Record extracts

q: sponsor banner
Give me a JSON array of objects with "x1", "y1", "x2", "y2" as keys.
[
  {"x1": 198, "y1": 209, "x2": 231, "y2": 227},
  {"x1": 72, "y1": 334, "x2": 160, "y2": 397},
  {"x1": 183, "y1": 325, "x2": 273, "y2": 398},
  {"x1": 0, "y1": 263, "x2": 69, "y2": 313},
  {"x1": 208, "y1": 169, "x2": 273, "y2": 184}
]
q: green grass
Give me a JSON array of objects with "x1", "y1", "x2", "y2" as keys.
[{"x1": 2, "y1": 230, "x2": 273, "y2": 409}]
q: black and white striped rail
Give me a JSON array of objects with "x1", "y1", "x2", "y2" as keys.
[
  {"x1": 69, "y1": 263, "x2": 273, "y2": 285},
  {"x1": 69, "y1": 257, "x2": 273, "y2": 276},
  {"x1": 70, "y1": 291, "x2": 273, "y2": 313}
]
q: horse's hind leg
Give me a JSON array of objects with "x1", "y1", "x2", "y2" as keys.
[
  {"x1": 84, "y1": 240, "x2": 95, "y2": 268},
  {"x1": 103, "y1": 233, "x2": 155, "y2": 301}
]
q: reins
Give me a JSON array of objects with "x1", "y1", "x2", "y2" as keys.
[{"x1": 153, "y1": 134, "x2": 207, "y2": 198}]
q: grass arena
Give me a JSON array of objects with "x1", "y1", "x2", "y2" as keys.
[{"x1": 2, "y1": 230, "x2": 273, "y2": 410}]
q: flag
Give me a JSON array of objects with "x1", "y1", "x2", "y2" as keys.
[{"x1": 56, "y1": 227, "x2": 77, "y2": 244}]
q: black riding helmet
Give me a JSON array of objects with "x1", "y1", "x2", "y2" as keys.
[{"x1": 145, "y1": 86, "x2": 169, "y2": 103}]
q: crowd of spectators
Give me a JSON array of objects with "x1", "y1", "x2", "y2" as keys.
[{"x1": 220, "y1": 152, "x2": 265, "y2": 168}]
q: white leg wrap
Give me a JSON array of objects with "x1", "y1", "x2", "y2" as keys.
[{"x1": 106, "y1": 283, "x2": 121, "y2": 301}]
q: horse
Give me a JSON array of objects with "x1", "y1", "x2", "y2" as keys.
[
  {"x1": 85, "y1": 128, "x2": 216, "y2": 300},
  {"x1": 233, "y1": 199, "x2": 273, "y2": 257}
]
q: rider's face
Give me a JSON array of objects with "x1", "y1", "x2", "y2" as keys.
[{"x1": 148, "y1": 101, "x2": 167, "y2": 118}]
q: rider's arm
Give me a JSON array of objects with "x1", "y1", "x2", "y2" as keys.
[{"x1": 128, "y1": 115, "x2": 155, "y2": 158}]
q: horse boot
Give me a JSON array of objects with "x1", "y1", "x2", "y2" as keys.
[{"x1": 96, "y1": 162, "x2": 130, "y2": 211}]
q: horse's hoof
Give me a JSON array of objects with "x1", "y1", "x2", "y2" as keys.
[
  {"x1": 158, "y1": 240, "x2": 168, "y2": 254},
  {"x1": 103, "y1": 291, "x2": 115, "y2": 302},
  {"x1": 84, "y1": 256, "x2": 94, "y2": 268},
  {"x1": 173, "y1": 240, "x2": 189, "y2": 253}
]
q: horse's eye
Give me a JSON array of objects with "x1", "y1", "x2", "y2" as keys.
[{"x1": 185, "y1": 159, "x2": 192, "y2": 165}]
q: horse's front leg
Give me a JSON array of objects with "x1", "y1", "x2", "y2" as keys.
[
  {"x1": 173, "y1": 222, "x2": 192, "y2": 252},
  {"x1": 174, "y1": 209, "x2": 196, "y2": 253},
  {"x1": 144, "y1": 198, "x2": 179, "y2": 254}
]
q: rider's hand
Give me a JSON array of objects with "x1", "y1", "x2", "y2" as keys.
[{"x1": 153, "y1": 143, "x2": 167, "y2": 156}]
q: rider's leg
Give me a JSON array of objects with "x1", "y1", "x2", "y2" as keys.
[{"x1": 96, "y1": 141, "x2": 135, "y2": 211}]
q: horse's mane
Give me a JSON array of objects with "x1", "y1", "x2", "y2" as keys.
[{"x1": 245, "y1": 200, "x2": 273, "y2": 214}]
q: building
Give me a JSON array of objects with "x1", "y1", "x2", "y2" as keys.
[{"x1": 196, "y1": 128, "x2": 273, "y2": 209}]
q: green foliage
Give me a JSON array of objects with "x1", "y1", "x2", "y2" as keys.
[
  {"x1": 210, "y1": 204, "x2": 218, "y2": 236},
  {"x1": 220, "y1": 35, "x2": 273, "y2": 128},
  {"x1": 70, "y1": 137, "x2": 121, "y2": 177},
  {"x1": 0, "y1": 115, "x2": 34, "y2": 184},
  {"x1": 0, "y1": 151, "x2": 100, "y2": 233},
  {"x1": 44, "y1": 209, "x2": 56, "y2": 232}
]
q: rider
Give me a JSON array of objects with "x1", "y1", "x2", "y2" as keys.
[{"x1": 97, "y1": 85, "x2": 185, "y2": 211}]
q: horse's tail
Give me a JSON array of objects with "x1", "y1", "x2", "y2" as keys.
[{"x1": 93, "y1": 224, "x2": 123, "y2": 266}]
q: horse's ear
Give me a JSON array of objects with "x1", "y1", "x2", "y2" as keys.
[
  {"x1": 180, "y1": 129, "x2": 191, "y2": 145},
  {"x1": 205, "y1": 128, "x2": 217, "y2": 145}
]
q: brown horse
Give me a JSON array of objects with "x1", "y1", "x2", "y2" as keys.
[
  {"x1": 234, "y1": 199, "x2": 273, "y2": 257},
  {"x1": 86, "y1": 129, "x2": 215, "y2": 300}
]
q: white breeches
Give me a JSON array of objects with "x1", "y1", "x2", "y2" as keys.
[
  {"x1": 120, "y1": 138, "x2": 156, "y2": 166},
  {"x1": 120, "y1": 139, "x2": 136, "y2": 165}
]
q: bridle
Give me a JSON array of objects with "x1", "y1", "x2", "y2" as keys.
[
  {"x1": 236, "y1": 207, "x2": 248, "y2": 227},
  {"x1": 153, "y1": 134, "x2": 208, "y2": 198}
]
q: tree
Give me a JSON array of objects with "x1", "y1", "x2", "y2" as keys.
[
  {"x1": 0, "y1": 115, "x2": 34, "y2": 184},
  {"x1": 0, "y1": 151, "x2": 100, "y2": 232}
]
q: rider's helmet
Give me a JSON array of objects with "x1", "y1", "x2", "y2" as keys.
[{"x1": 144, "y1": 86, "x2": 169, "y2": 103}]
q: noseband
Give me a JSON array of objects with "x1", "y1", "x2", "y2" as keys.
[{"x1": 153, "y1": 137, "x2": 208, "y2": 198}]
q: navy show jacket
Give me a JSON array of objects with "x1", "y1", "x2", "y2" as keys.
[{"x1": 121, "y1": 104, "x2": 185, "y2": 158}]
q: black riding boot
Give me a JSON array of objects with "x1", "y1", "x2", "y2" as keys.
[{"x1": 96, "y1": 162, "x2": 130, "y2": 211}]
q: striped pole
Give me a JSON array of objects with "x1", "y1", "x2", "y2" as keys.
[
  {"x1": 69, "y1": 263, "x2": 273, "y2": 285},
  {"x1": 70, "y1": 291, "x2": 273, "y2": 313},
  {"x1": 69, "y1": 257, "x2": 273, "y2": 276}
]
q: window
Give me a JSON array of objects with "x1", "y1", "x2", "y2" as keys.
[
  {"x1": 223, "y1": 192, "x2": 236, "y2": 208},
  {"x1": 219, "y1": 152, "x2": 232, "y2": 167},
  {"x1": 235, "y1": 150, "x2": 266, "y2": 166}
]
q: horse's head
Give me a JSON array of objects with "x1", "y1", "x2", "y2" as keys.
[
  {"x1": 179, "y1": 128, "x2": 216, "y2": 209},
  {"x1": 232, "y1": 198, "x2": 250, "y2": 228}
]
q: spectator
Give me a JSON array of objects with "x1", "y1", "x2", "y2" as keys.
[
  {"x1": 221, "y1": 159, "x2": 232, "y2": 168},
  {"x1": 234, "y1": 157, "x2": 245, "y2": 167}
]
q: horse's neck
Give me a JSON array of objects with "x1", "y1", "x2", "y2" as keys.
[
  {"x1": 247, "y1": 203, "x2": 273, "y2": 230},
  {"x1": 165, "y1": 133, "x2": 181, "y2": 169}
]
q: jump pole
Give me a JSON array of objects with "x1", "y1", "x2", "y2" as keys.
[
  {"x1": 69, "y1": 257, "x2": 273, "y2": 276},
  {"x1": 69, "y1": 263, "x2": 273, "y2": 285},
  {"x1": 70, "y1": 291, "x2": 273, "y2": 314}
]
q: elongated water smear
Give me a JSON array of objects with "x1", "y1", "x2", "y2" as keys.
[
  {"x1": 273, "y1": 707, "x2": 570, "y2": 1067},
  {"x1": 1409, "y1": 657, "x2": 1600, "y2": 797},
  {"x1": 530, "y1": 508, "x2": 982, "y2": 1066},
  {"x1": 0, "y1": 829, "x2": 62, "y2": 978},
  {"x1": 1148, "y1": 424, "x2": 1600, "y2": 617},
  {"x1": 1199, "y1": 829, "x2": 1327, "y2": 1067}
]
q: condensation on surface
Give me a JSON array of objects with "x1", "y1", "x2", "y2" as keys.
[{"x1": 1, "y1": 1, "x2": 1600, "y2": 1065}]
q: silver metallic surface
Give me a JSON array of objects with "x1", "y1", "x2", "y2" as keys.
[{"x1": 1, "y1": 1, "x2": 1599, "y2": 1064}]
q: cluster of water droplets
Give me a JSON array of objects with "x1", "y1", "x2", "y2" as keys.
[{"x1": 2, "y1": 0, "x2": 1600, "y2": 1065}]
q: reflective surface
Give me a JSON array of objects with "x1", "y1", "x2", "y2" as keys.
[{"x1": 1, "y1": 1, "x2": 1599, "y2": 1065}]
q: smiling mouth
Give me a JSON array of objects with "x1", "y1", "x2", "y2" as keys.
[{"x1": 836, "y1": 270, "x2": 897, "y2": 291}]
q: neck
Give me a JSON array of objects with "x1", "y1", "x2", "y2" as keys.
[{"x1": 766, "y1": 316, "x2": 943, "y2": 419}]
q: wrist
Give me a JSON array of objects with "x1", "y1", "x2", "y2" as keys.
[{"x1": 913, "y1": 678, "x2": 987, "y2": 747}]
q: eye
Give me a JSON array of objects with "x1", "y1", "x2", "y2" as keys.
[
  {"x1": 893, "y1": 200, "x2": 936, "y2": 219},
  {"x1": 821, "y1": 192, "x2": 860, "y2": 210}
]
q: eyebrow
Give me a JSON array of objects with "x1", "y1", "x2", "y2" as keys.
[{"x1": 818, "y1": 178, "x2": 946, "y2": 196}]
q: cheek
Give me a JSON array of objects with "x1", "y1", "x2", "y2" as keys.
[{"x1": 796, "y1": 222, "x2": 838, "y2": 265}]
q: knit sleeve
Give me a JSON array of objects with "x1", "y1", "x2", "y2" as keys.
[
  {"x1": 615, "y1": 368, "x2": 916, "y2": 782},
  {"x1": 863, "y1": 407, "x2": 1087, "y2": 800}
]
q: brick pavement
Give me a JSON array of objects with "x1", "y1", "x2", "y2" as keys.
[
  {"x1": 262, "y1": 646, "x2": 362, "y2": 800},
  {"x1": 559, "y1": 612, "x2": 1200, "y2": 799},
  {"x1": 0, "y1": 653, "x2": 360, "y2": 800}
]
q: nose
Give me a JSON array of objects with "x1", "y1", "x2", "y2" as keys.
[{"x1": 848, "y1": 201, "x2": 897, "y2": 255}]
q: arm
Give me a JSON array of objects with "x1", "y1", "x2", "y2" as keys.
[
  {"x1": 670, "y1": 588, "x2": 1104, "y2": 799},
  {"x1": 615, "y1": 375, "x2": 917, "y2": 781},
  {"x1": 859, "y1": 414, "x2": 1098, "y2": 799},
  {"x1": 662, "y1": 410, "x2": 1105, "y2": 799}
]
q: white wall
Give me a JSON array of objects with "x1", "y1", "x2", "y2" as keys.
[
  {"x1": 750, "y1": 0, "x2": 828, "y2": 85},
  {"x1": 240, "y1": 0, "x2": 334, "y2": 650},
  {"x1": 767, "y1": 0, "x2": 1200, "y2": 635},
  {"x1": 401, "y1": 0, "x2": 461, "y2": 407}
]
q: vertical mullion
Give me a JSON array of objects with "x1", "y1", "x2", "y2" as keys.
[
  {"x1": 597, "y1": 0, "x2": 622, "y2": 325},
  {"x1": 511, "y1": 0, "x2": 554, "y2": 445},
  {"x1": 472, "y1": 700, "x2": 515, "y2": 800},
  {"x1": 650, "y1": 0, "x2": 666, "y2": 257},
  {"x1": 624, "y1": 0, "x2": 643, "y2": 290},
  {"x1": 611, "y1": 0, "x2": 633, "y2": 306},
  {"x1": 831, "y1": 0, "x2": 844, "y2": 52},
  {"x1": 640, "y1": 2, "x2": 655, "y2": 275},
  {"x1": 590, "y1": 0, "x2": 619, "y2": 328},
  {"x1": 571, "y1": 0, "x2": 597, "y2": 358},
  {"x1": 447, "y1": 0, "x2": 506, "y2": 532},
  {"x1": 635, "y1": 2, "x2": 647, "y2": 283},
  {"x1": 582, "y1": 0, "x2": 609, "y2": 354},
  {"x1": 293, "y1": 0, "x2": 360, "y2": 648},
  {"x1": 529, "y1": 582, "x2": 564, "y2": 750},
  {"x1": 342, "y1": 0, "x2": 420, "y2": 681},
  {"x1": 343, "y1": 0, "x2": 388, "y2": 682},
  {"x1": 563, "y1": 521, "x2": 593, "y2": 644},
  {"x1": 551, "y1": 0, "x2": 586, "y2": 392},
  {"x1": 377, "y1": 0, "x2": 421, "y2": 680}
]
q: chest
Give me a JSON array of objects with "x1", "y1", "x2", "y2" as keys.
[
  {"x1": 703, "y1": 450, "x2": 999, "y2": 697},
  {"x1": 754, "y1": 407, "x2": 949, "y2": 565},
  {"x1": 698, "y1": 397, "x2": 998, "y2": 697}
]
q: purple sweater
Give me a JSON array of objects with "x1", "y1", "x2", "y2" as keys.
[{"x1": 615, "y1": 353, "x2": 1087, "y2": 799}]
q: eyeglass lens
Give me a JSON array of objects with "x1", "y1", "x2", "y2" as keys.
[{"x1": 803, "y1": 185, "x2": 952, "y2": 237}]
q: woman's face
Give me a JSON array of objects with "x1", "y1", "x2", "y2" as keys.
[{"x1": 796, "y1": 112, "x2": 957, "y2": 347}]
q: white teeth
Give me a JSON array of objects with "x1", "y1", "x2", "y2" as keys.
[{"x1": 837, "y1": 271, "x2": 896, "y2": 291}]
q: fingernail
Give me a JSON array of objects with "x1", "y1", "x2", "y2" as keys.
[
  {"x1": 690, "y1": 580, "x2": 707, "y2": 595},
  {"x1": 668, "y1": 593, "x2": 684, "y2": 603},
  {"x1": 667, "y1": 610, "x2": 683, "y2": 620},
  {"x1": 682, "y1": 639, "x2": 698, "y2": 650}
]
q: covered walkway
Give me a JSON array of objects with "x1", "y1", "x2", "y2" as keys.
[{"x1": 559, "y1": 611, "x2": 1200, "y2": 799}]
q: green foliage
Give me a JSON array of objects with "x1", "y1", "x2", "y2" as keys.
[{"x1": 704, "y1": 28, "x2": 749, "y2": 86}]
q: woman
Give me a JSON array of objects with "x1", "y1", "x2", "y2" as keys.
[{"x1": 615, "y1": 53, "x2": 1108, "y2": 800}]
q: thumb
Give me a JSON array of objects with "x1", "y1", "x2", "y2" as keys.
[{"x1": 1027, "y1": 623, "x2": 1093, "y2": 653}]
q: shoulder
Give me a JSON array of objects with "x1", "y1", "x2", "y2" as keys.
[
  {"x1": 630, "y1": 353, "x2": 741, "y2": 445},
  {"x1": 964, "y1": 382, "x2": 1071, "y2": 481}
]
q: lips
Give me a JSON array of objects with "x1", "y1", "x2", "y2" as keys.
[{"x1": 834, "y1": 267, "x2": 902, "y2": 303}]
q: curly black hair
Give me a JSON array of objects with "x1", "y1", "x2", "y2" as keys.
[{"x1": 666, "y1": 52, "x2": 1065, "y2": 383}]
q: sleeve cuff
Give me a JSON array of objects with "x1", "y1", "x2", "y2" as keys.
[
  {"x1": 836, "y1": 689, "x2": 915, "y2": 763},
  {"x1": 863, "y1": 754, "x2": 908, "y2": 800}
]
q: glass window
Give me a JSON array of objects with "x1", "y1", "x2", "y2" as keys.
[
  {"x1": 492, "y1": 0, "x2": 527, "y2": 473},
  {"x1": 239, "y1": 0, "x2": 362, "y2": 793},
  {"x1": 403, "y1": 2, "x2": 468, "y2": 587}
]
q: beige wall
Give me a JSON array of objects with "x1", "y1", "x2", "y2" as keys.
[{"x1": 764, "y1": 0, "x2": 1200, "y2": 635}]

What is expected
Your task is to set down only the lines that run from the opening of the listing to the line with "q: green grass", both ends included, each unchanged.

Response for this exercise
q: sponsor banner
Give me a JSON array of objects with "x1", "y1", "x2", "y2" as keys.
[
  {"x1": 198, "y1": 209, "x2": 231, "y2": 227},
  {"x1": 72, "y1": 334, "x2": 160, "y2": 397},
  {"x1": 183, "y1": 325, "x2": 273, "y2": 398},
  {"x1": 0, "y1": 263, "x2": 69, "y2": 313},
  {"x1": 208, "y1": 169, "x2": 273, "y2": 184}
]
q: green grass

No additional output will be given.